* _Available records_
━━━━━━━━━━━━━━━━━━━━

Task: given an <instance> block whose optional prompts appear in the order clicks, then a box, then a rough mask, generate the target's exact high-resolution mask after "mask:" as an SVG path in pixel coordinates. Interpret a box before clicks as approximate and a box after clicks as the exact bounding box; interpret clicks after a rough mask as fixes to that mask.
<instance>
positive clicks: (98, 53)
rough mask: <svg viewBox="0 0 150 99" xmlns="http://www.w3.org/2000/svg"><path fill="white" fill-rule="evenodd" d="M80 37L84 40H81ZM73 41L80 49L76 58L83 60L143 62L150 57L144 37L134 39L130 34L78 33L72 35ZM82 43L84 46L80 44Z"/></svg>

━━━━━━━━━━━━━━━━━━━━

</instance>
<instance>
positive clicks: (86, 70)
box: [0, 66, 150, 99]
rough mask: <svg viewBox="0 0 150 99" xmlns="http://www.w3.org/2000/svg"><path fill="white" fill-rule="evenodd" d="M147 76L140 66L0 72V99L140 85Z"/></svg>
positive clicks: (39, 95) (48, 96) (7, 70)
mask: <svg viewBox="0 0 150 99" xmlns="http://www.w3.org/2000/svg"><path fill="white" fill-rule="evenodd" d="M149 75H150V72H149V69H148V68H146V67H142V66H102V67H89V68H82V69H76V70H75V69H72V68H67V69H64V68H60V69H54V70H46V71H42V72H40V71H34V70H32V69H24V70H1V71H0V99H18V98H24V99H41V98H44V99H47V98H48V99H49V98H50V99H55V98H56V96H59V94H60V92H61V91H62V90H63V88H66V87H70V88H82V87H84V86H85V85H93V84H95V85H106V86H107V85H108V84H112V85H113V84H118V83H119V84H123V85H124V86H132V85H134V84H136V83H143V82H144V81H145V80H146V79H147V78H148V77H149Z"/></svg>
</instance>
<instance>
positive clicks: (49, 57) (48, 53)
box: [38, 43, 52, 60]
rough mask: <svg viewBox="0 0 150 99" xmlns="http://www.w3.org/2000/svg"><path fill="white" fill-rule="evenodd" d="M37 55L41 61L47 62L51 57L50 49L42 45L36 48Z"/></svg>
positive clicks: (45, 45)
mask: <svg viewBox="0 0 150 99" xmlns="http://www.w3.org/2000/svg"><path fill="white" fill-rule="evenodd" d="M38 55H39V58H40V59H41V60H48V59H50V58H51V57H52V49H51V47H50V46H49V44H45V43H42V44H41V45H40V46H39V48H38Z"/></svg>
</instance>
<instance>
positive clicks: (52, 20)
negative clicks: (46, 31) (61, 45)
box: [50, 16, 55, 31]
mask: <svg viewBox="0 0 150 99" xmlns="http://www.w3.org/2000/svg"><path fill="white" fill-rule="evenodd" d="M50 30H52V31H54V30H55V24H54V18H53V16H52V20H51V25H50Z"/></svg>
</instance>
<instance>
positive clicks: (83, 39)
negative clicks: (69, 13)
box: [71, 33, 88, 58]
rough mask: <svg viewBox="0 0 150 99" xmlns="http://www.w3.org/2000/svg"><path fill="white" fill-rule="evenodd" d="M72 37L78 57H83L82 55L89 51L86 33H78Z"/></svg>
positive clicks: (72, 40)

━━━━━━━━━━━━━━━━━━━━

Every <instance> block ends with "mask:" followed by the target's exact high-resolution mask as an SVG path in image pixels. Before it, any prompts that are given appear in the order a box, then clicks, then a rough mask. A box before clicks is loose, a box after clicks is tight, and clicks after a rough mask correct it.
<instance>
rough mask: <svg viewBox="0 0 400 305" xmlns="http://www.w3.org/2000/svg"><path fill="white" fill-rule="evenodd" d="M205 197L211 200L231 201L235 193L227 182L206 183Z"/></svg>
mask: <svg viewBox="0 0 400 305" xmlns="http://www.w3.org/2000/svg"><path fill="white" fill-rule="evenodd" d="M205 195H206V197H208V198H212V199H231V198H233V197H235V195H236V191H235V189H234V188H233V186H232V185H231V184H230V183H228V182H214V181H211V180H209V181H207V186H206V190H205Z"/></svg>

━━━━━━━━━━━━━━━━━━━━

* _About this task_
Locate every line in the listing above that contains the string "appear" and copy each such line in full.

* _Response_
Task: given an <instance> block whose optional prompts appear in the order clicks, then a box, then a rough mask, generate the target's exact high-resolution mask after "mask:" as an SVG path in pixel coordinates. Interpret a box before clicks as approximate and a box after clicks as the exact bounding box; interpret clicks after a rough mask as fixes to that mask.
Every <instance> block ends with "mask:" followed by the target's exact high-resolution mask as an SVG path in image pixels. Before it, any prompts that are given appear in the order a box, then clicks, then a rough mask. A box before clicks is loose, a box after clicks is tight, and clicks after a rough mask correct it.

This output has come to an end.